PASSAGE PROVIDED:
▼

Most of the time, I consider myself to be reasonably well-spoken. I don’t just mean that I tend to use a broad vocabulary and feel comfortable that I’ll be able to express myself accurately – though I do – but also that I rarely stutter or misspeak. I haven’t done much public speaking, so I can’t say how much the nerves would kick up if I was in front of a larger crowd. But in a one-on-one conversation, small groups or even a classroom of peers, I can speak up, articulate my thoughts, and follow the flow of conversation, without many ums and uhs and likes and ya knows.
If I’m tired, I do start to stutter, especially if I’m trying to quote something from memory or read aloud; it’s harder for me to express other people’s thoughts than to express my own, I guess. I’ll stumble over phrases, misread sentences, mispronounce common words, and generally go from a confident speaker to a jittery mess with fairly little warning.

▲

RECORDED INFORMATION:
▼

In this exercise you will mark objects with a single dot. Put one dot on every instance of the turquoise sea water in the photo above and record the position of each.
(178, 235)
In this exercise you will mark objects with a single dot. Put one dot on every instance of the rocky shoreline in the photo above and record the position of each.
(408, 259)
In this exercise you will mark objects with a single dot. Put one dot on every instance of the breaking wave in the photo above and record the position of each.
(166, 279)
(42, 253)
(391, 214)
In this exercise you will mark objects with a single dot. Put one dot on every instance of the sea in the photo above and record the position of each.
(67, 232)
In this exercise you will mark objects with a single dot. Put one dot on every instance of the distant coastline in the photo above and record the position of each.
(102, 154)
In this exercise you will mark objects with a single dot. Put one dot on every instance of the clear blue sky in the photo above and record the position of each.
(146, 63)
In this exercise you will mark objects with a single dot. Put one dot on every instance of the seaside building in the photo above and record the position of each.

▲

OBJECTIVES:
1/ Translate this sentence from the passage on speaking into Spanish: "I haven’t done much public speaking, so I can’t say how much the nerves would kick up if I was in front of a larger crowd."
2/ Please reproduce the passage on speaking between "If I’m tired, I" and "fairly little warning.", inclusive.

EXERCISE ANSWERS:
1/ No he hablado mucho en público, así que no puedo decir cuánto se alterarían los nervios si estuviera frente a un público más numeroso.

2/
If I’m tired, I do start to stutter, especially if I’m trying to quote something from memory or read aloud; it’s harder for me to express other people’s thoughts than to express my own, I guess. I’ll stumble over phrases, misread sentences, mispronounce common words, and generally go from a confident speaker to a jittery mess with fairly little warning.